La idea de Dios en Machado no está exenta de controversias, puesto que parece que existe una tensión interna no siempre resuelta acerca de su existencia. Quizás se deba a ello la analogía entre el sueño y el despertar. En cualquier caso, respecto a lo que este concepto implica encontramos divergencias. Hay quien como Agustín Andreu en su libro El cristianismo metafísico de Antonio Machado [9] considera que el poeta andaluz llega a la fe en Dios cuando reconoce al otro a partir de su creencia en otro yo que no es él mismo. La creencia en un Dios todopoderoso sería el modo de justificar esa conciencia universal que recoge a cada yo y a cada otro que a su vez es un yo: sólo a partir de la fe en Dios es posible afirmar la alteridad, pues se confirma que hay una realidad absoluta más allá del cogito, una realidad que aúna y hace posible la existencia de todas las conciencias que forman la otredad.

Otro modo de comprender la idea de Dios en Machado es la que nos ofrece José Luis Abellán [10], quien considera que Dios es para el poeta el elemento de comunión que hace posible la fraternidad humana. En este caso, estaríamos hablando de una suerte de comunidad espiritual que va más allá de las implicaciones de la fe cristiana: estamos hablando de una fraternidad universal, de la necesidad de dejar a un lado las implicaciones individualistas del racionalismo moderno. El concepto de Dios responde, por tanto, a la necesidad de unión de los hombres, más allá del imperialismo católico. Y es que, para Machado, la fe en la comunidad es el elemento indispensable que hace posible la hermandad entre los hombres.

### CONJUNTO DE DATOS

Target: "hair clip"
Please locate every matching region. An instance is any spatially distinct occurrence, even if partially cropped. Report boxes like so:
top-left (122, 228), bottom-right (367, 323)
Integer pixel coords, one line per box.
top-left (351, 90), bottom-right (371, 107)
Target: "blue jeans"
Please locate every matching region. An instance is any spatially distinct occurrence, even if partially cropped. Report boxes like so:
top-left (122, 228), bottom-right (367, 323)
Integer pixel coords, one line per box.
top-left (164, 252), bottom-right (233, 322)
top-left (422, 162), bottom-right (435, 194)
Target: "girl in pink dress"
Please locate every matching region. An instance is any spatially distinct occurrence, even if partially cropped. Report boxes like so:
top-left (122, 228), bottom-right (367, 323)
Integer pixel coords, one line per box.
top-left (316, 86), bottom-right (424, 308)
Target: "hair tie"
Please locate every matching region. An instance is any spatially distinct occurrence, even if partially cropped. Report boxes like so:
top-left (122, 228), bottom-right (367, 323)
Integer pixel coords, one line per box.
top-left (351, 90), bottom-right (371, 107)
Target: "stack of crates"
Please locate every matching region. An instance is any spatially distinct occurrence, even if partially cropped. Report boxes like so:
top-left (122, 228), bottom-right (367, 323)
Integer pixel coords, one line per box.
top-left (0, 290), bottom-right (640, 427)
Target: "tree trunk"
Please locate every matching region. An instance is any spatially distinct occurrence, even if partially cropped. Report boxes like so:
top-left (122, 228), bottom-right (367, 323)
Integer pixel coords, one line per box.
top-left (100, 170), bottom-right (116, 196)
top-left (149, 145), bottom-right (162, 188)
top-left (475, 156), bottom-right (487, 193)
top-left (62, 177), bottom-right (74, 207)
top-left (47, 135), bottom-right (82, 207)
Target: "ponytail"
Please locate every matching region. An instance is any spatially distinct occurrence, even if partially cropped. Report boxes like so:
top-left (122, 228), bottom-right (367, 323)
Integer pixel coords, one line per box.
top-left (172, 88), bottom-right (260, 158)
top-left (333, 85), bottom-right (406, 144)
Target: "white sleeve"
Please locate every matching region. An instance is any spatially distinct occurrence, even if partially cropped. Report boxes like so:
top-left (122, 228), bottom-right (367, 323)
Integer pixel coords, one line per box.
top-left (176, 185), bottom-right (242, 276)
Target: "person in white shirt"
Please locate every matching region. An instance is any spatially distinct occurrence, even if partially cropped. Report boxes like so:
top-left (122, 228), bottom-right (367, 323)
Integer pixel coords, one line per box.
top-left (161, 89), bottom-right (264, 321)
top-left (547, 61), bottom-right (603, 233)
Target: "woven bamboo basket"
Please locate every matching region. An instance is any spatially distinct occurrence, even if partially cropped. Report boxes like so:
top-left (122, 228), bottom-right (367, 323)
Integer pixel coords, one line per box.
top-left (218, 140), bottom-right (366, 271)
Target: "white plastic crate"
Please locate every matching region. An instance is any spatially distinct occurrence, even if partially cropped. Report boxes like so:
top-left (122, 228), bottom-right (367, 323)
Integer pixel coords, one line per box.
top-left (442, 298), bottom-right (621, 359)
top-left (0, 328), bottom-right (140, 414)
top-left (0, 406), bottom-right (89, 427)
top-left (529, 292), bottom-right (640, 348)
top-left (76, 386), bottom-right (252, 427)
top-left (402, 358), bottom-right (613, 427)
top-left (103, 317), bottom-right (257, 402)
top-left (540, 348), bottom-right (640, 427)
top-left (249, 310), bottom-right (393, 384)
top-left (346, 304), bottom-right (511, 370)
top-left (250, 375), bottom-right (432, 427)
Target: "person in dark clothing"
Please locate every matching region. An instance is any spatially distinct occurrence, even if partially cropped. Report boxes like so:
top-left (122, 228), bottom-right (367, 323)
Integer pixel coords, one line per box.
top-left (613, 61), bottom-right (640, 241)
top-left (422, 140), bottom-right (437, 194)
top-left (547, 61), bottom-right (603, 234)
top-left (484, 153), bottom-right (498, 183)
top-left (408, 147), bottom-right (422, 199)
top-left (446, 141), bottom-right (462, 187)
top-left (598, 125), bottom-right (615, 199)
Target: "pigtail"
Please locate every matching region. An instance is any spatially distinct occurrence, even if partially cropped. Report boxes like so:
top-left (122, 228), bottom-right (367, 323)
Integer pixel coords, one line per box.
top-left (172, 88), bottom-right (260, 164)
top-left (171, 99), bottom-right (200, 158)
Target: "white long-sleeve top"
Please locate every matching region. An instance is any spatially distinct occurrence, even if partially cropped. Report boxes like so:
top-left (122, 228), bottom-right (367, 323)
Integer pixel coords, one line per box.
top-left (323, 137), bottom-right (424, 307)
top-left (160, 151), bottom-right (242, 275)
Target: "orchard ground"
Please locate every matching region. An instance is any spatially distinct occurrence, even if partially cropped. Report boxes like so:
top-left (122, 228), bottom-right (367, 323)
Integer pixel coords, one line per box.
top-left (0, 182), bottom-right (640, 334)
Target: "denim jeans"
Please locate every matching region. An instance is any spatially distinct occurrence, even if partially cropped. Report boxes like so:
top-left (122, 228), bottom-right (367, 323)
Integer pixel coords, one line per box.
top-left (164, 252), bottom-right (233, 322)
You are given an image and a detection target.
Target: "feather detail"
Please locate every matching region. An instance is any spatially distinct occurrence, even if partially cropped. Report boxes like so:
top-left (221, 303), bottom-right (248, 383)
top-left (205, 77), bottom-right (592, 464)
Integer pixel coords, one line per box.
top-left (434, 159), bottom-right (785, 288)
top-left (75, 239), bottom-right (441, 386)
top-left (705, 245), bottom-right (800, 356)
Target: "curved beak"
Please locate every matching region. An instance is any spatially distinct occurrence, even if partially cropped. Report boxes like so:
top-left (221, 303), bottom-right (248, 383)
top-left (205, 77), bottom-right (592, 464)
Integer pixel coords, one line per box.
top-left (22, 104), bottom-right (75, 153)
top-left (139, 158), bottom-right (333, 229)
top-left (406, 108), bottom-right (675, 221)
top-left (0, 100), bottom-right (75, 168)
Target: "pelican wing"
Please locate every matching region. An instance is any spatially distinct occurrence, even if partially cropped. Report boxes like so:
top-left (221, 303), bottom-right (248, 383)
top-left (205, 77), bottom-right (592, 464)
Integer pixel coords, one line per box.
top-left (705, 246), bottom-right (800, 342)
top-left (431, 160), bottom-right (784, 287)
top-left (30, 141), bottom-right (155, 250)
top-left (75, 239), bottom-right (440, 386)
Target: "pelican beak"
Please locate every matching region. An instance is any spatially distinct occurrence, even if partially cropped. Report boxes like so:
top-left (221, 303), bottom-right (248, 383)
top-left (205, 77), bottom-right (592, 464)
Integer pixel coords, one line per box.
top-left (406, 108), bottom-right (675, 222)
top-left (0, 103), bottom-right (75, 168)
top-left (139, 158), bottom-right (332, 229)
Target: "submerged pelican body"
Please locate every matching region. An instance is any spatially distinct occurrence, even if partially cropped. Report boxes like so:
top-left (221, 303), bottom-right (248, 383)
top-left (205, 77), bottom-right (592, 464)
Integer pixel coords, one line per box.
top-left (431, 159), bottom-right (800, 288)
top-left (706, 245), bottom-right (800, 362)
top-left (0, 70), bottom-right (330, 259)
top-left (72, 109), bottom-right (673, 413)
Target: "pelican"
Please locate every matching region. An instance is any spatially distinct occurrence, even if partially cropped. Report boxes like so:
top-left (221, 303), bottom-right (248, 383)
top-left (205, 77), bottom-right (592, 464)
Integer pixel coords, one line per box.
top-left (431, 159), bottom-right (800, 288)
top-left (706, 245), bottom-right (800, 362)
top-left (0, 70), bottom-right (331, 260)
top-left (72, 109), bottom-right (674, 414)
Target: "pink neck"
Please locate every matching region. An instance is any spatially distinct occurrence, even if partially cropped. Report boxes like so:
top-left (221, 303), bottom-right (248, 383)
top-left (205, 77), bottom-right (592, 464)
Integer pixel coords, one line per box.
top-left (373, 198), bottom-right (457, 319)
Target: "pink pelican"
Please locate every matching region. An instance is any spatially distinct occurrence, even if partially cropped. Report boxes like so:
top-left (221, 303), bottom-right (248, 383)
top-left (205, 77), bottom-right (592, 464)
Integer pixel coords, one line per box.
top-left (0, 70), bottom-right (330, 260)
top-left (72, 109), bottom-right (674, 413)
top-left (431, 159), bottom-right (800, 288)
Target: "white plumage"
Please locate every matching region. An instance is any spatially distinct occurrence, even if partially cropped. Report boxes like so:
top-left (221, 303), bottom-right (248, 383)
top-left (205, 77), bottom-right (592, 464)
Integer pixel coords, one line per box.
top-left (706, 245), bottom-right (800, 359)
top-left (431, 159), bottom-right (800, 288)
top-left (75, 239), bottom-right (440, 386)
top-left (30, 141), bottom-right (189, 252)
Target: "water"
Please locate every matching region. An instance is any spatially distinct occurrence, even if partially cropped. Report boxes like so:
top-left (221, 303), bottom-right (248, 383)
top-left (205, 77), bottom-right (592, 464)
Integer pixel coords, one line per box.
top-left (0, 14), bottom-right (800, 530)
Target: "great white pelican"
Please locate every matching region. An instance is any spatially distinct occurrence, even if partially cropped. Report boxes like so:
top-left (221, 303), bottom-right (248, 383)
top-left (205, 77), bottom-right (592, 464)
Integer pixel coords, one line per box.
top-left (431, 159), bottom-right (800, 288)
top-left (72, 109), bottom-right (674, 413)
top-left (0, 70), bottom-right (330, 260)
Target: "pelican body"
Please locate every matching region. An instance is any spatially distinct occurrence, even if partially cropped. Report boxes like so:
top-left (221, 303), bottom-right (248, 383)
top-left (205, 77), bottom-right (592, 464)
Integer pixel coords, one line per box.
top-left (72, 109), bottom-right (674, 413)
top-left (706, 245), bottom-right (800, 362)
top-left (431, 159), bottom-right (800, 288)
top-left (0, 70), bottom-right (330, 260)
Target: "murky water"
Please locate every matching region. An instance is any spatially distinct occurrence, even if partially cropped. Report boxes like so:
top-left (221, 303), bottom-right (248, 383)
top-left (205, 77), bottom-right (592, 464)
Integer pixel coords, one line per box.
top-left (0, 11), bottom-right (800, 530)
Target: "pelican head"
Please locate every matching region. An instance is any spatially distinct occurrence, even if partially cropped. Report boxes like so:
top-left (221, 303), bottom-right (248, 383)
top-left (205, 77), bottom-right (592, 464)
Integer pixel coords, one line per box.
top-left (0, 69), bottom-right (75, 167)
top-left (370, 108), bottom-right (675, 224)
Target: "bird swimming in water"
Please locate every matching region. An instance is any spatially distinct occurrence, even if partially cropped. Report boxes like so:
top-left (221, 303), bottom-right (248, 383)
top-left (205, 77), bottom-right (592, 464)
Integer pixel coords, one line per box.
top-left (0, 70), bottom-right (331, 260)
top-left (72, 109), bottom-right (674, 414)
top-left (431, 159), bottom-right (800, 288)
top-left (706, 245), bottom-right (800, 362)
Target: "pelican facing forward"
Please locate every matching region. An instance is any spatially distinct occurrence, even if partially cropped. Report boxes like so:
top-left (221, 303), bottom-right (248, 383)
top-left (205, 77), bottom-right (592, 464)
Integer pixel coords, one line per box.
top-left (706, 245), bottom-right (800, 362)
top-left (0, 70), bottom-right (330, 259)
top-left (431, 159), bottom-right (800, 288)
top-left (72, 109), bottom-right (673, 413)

### QUÉ SE PIDE
Traduce al inglés esta oración del texto sobre la idea de Dios en Machado: "Y es que, para Machado, la fe en la comunidad es el elemento indispensable que hace posible la hermandad entre los hombres." Los datos no son necesarios para resolver la consigna.

### RESPUESTA COMPLETA
Indeed, for Machado, faith in community is the indispensable element that makes brotherhood among men possible.